§ Extracted data:
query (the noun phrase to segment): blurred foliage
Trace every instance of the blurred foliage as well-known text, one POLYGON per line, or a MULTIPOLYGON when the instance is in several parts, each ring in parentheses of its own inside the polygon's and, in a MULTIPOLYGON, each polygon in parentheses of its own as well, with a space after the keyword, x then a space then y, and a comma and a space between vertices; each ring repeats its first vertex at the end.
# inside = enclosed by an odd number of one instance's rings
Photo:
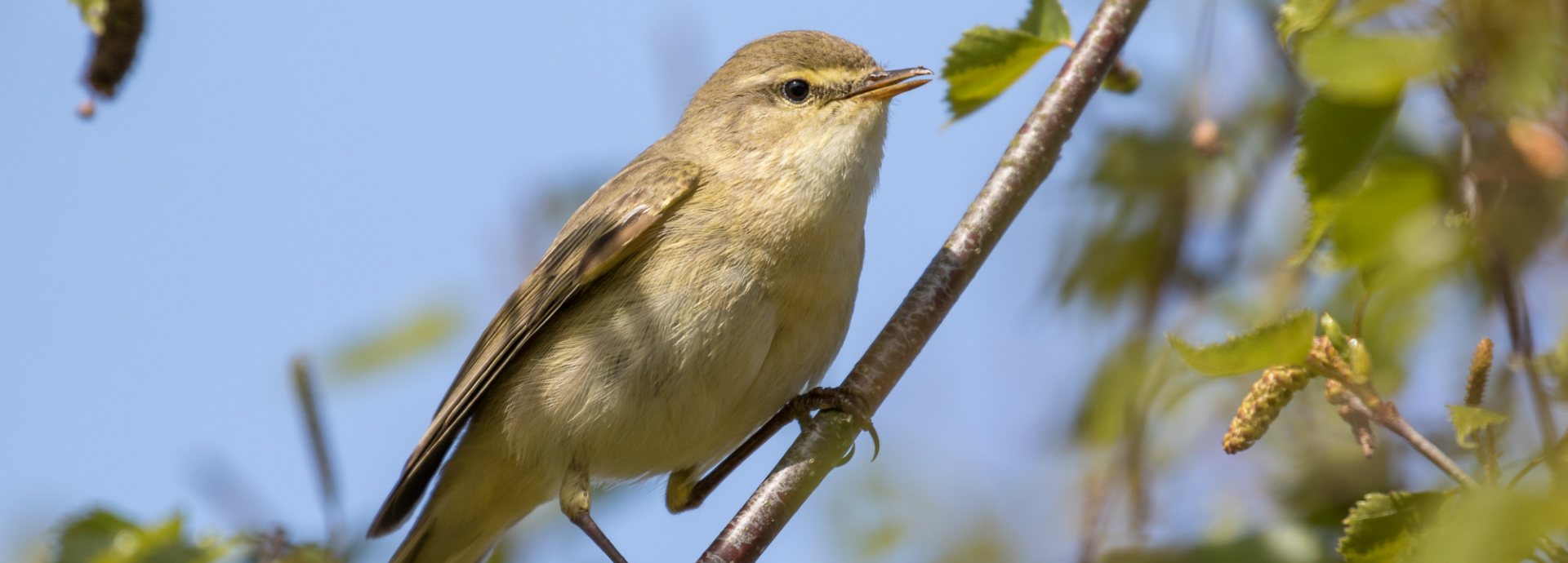
POLYGON ((1454 441, 1474 449, 1471 434, 1508 422, 1508 417, 1479 406, 1449 405, 1449 420, 1454 422, 1454 441))
POLYGON ((463 325, 463 314, 450 304, 425 306, 332 354, 332 373, 364 376, 447 343, 463 325))
MULTIPOLYGON (((1265 511, 1270 522, 1254 524, 1251 535, 1221 535, 1195 546, 1143 546, 1146 514, 1154 511, 1145 489, 1160 486, 1160 467, 1148 459, 1215 452, 1163 444, 1160 436, 1174 434, 1167 428, 1198 423, 1193 417, 1228 417, 1236 412, 1240 386, 1251 383, 1214 381, 1210 386, 1225 387, 1217 395, 1192 392, 1195 384, 1181 375, 1157 375, 1165 372, 1162 362, 1170 364, 1148 345, 1160 332, 1179 364, 1209 376, 1306 365, 1309 345, 1323 334, 1347 384, 1361 386, 1359 392, 1388 398, 1419 378, 1428 387, 1446 386, 1446 401, 1458 403, 1463 365, 1447 373, 1411 373, 1411 365, 1430 365, 1411 361, 1413 351, 1427 350, 1416 343, 1450 337, 1452 331, 1436 329, 1446 325, 1496 329, 1488 321, 1501 309, 1499 317, 1515 325, 1513 351, 1535 348, 1518 279, 1530 271, 1560 273, 1554 268, 1563 265, 1568 248, 1548 243, 1568 235, 1562 224, 1568 196, 1568 5, 1286 0, 1253 6, 1276 8, 1258 14, 1273 27, 1281 47, 1278 64, 1267 71, 1278 80, 1254 80, 1258 86, 1242 93, 1236 108, 1215 116, 1201 60, 1195 64, 1192 114, 1099 133, 1098 162, 1082 182, 1099 212, 1077 213, 1060 237, 1063 248, 1052 271, 1058 301, 1087 303, 1104 318, 1131 317, 1124 334, 1112 340, 1120 343, 1105 348, 1091 372, 1074 419, 1076 444, 1112 452, 1093 456, 1085 474, 1121 475, 1112 481, 1126 492, 1123 500, 1085 492, 1083 502, 1124 502, 1127 533, 1116 539, 1129 546, 1098 552, 1107 541, 1096 535, 1107 532, 1085 525, 1080 560, 1290 560, 1270 552, 1265 538, 1305 525, 1314 530, 1314 543, 1339 541, 1348 561, 1568 561, 1568 552, 1549 539, 1568 532, 1565 521, 1543 508, 1568 500, 1560 497, 1568 475, 1557 475, 1565 469, 1548 469, 1554 485, 1546 491, 1501 491, 1496 485, 1446 491, 1444 483, 1403 491, 1391 461, 1402 452, 1400 438, 1377 430, 1377 449, 1363 452, 1358 434, 1347 430, 1358 416, 1361 423, 1367 419, 1352 409, 1348 395, 1328 394, 1336 401, 1330 403, 1311 392, 1295 394, 1289 400, 1295 405, 1283 412, 1242 408, 1243 414, 1278 414, 1283 420, 1270 433, 1286 436, 1262 441, 1272 447, 1229 461, 1292 467, 1269 477, 1276 491, 1265 511), (1411 104, 1416 97, 1446 105, 1411 104), (1305 223, 1284 215, 1286 209, 1256 202, 1276 166, 1289 168, 1300 187, 1305 223), (1256 242, 1295 226, 1298 245, 1256 242), (1286 314, 1292 309, 1322 314, 1286 314), (1259 321, 1264 328, 1210 347, 1178 337, 1259 321), (1204 405, 1215 397, 1229 408, 1204 405)), ((1209 20, 1198 30, 1214 33, 1215 8, 1204 9, 1201 17, 1209 20)), ((1198 53, 1207 56, 1203 49, 1198 53)), ((1549 376, 1552 386, 1540 387, 1544 394, 1521 401, 1513 397, 1519 390, 1508 390, 1508 378, 1493 378, 1504 389, 1485 409, 1449 406, 1454 441, 1446 433, 1428 434, 1452 455, 1466 453, 1461 464, 1472 472, 1483 469, 1485 483, 1508 481, 1510 475, 1496 475, 1499 464, 1516 469, 1515 478, 1537 466, 1560 466, 1551 463, 1560 452, 1532 450, 1524 445, 1529 439, 1508 438, 1524 428, 1546 433, 1551 442, 1563 433, 1560 425, 1504 422, 1535 422, 1540 417, 1512 409, 1568 400, 1568 337, 1523 361, 1513 369, 1549 376), (1465 449, 1474 449, 1474 459, 1465 449)), ((1535 394, 1529 386, 1515 389, 1535 394)), ((1424 405, 1400 406, 1433 412, 1428 417, 1441 412, 1444 400, 1424 397, 1424 405)), ((1229 489, 1226 483, 1215 486, 1229 489)), ((1085 511, 1098 513, 1104 510, 1085 511)))
POLYGON ((1314 538, 1298 528, 1190 547, 1113 550, 1102 563, 1316 563, 1328 561, 1314 538))
POLYGON ((1438 511, 1449 502, 1443 492, 1374 492, 1345 516, 1339 554, 1347 563, 1399 561, 1414 550, 1438 511))
POLYGON ((143 527, 94 508, 60 524, 52 563, 210 563, 224 555, 226 543, 191 541, 183 524, 176 514, 143 527))
POLYGON ((82 24, 93 30, 93 35, 103 35, 103 13, 108 11, 108 0, 71 0, 82 11, 82 24))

§ Directions:
Can you lay out every line of the data above as a Markdown table with two columns, Row for its number and Line for its text, skipping blank lines? Leave the pictures out of your answer.

§ Written solution:
| Row | Line |
|---|---|
| 1 | query (the noun phrase to segment): blurred foliage |
| 2 | Trace every instance of the blurred foliage as well-known text, one POLYGON per line, or a MULTIPOLYGON when the instance is in several parts, each ring in parentheses of its own inside the polygon's and, in a MULTIPOLYGON, each polygon in parentheses of its own as well, with a space after the keyword, x then a space then y, and a comma and a space between vertices; each ring repeats its first vertex at the end. |
| 3 | # inside = enclosed by an odd number of one instance's rings |
| 4 | Photo: |
| 5 | POLYGON ((1454 441, 1474 449, 1471 434, 1508 422, 1508 417, 1479 406, 1449 405, 1449 420, 1454 422, 1454 441)) |
| 6 | POLYGON ((463 325, 463 314, 450 304, 425 306, 332 354, 332 373, 364 376, 447 343, 463 325)) |
| 7 | MULTIPOLYGON (((1265 511, 1270 522, 1254 524, 1251 535, 1221 535, 1195 546, 1143 546, 1146 514, 1154 511, 1145 489, 1160 486, 1160 467, 1148 459, 1215 452, 1163 444, 1160 436, 1174 434, 1167 428, 1198 423, 1193 417, 1228 417, 1236 412, 1240 386, 1251 383, 1214 381, 1210 386, 1225 387, 1217 395, 1192 392, 1195 384, 1181 375, 1157 375, 1165 372, 1162 362, 1170 364, 1148 345, 1160 332, 1179 364, 1209 376, 1306 365, 1309 345, 1323 334, 1347 384, 1361 386, 1359 392, 1388 398, 1419 378, 1428 387, 1446 386, 1446 401, 1458 403, 1463 365, 1447 373, 1411 373, 1411 365, 1430 365, 1411 361, 1413 351, 1427 350, 1416 343, 1450 337, 1452 331, 1436 329, 1446 325, 1496 329, 1488 321, 1501 309, 1499 317, 1515 325, 1513 351, 1535 348, 1518 279, 1530 271, 1560 273, 1554 268, 1563 265, 1568 248, 1548 243, 1568 235, 1562 224, 1568 196, 1568 5, 1286 0, 1253 6, 1276 8, 1258 14, 1273 27, 1281 47, 1278 64, 1267 71, 1278 80, 1254 80, 1258 86, 1242 93, 1236 108, 1215 116, 1201 60, 1195 64, 1192 114, 1099 133, 1098 162, 1082 182, 1099 212, 1077 213, 1060 237, 1063 248, 1052 271, 1058 301, 1087 303, 1104 318, 1131 317, 1124 334, 1112 340, 1120 343, 1105 348, 1091 372, 1074 419, 1076 444, 1112 452, 1093 456, 1085 474, 1121 475, 1112 481, 1126 492, 1123 500, 1085 492, 1083 502, 1124 502, 1127 533, 1116 539, 1129 546, 1098 552, 1107 541, 1096 535, 1107 532, 1085 525, 1080 560, 1290 560, 1270 552, 1265 538, 1305 525, 1314 530, 1314 543, 1339 541, 1348 561, 1568 561, 1568 552, 1549 539, 1568 532, 1565 521, 1543 508, 1568 500, 1560 497, 1568 475, 1557 475, 1565 469, 1548 469, 1554 485, 1546 491, 1501 491, 1496 485, 1446 491, 1444 483, 1403 491, 1391 461, 1402 452, 1400 438, 1377 430, 1377 449, 1363 452, 1358 434, 1347 430, 1358 416, 1361 423, 1367 419, 1352 409, 1348 395, 1328 394, 1336 401, 1330 403, 1311 392, 1295 394, 1289 400, 1295 405, 1283 412, 1242 408, 1243 414, 1278 414, 1283 420, 1270 433, 1286 436, 1262 441, 1272 447, 1229 461, 1292 467, 1269 477, 1276 491, 1265 511), (1411 104, 1416 97, 1446 105, 1411 104), (1305 223, 1284 215, 1286 209, 1256 202, 1276 166, 1289 168, 1300 187, 1305 223), (1256 242, 1295 226, 1298 245, 1256 242), (1286 314, 1292 309, 1322 314, 1286 314), (1259 321, 1264 328, 1210 347, 1178 337, 1259 321), (1204 405, 1215 397, 1229 408, 1204 405)), ((1209 20, 1198 30, 1214 33, 1215 8, 1204 9, 1201 17, 1209 20)), ((1198 53, 1207 56, 1203 49, 1198 53)), ((1549 376, 1552 386, 1540 387, 1544 394, 1521 401, 1513 397, 1519 390, 1508 390, 1508 378, 1493 378, 1504 389, 1485 409, 1449 406, 1454 441, 1446 433, 1428 434, 1452 455, 1466 453, 1461 464, 1472 472, 1483 469, 1485 483, 1508 481, 1510 475, 1496 475, 1499 464, 1516 469, 1515 478, 1537 466, 1560 466, 1551 463, 1560 452, 1532 450, 1524 445, 1529 439, 1508 438, 1524 428, 1546 433, 1551 442, 1563 433, 1560 425, 1504 422, 1535 422, 1540 417, 1512 409, 1568 400, 1568 337, 1523 361, 1513 369, 1549 376), (1465 449, 1474 449, 1474 459, 1465 449)), ((1535 394, 1529 386, 1515 389, 1535 394)), ((1424 405, 1400 406, 1433 412, 1428 417, 1441 412, 1444 400, 1424 397, 1424 405)), ((1229 489, 1226 483, 1215 486, 1229 489)), ((1085 511, 1098 513, 1104 510, 1085 511))) |
| 8 | POLYGON ((1314 538, 1298 528, 1190 547, 1113 550, 1102 563, 1316 563, 1328 561, 1314 538)) |
| 9 | POLYGON ((1438 511, 1449 502, 1443 492, 1374 492, 1345 516, 1339 554, 1347 563, 1399 561, 1414 550, 1438 511)) |
| 10 | POLYGON ((143 527, 94 508, 60 524, 52 563, 210 563, 224 555, 226 543, 191 541, 183 524, 176 514, 143 527)) |
| 11 | POLYGON ((82 24, 93 30, 93 35, 103 35, 103 13, 108 11, 108 0, 71 0, 82 11, 82 24)) |